- What is required
Rewrite the listing below with "report box coordinates" changed to "give bounding boxes" everywhere it appears, keeping every other word the same, and leave the pictures out.
▽
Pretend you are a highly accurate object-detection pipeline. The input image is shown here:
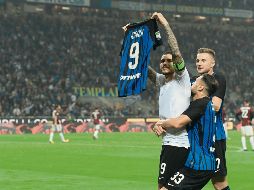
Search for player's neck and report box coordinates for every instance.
[193,92,208,100]
[165,74,174,82]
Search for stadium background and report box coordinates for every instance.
[0,0,254,189]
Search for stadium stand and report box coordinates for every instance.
[0,0,254,117]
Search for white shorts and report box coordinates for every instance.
[241,125,253,136]
[95,124,101,130]
[51,125,63,132]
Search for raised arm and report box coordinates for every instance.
[152,12,185,74]
[148,66,156,84]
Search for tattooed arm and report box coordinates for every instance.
[152,12,185,74]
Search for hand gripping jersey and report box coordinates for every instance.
[118,19,162,97]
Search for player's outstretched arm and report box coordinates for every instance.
[152,12,185,74]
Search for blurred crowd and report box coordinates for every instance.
[0,9,254,117]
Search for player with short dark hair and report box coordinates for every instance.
[49,105,69,144]
[148,12,191,189]
[236,100,254,151]
[154,74,218,190]
[196,48,230,190]
[91,108,102,139]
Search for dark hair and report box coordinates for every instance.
[162,50,172,55]
[197,48,215,59]
[201,73,218,96]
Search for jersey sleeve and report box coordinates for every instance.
[182,98,209,121]
[213,74,226,100]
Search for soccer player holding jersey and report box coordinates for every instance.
[196,48,230,190]
[49,105,69,144]
[148,13,191,189]
[154,74,217,190]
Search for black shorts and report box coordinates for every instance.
[158,145,189,186]
[214,139,227,177]
[165,167,214,190]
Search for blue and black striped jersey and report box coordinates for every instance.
[183,97,216,170]
[118,19,162,97]
[212,73,226,140]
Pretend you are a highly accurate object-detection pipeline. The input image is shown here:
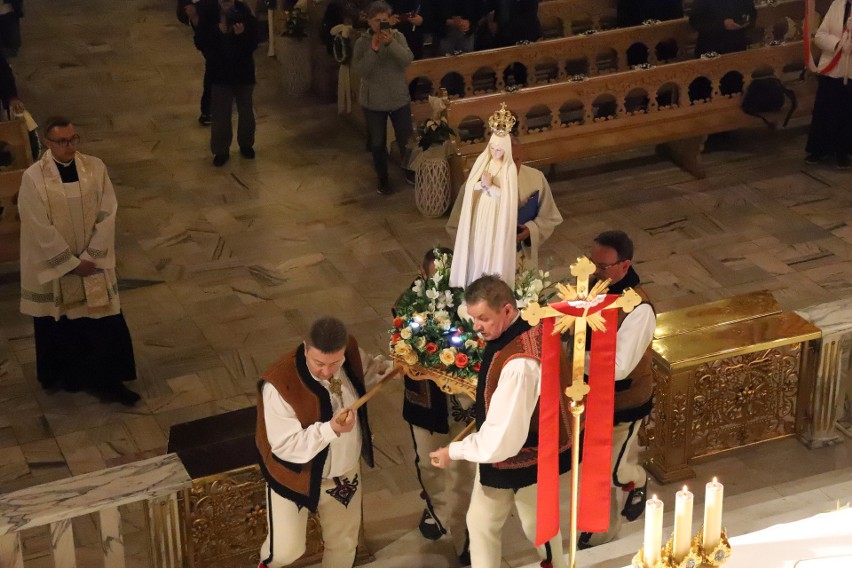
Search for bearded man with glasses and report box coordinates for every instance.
△
- Answer
Pretend you are a highly accurate object-detection pipeline. The input image is shown here:
Search for player's neck and give bounding boxes for every instance.
[193,92,208,100]
[165,74,174,82]
Search for stadium background and give bounding boxes for every instance.
[0,0,254,189]
Search for stadium stand and give bounding boxes for every instance.
[0,0,254,117]
Search for white shorts and give bounding boxes for every instance.
[241,125,253,136]
[95,124,101,130]
[51,125,63,132]
Search for raised arm and give bounding boxes for every instance.
[152,12,185,74]
[148,66,156,84]
Search for tattooed arm and give bounding boxes for every instance.
[152,12,185,74]
Search for hand gripping jersey and give bounding boxes for every instance.
[118,19,162,97]
Search for player's outstretched arm and give bounding boxes for every instance.
[152,12,185,74]
Search for blurred crowd and give bounding boxes for every instance.
[0,9,254,117]
Search for player with short dark hair and give bounding boxes for every instance.
[49,105,69,144]
[148,12,191,189]
[236,100,254,151]
[154,74,218,190]
[196,48,230,190]
[91,108,102,139]
Search for dark hair and give bounding boxes for every instance.
[162,50,172,55]
[197,48,215,59]
[201,73,218,96]
Search for jersey sleeve and give bounding boxes for every instance.
[182,98,209,121]
[213,74,226,100]
Search for soccer player holding jersey and give bounding boxes for every instance.
[196,48,230,190]
[49,105,69,144]
[148,13,191,189]
[154,74,217,190]
Search for black shorts and give bounding boxes for every instance.
[158,145,189,186]
[214,139,227,177]
[165,167,214,190]
Search for blue and black striped jersey and give bounding boxes for every instance.
[183,97,216,170]
[118,19,162,97]
[212,73,226,140]
Pretend you are a highly accurate object-detection pipeline. The input image is shown here:
Search for bearded man with glasses and give bounding boxes for every instance.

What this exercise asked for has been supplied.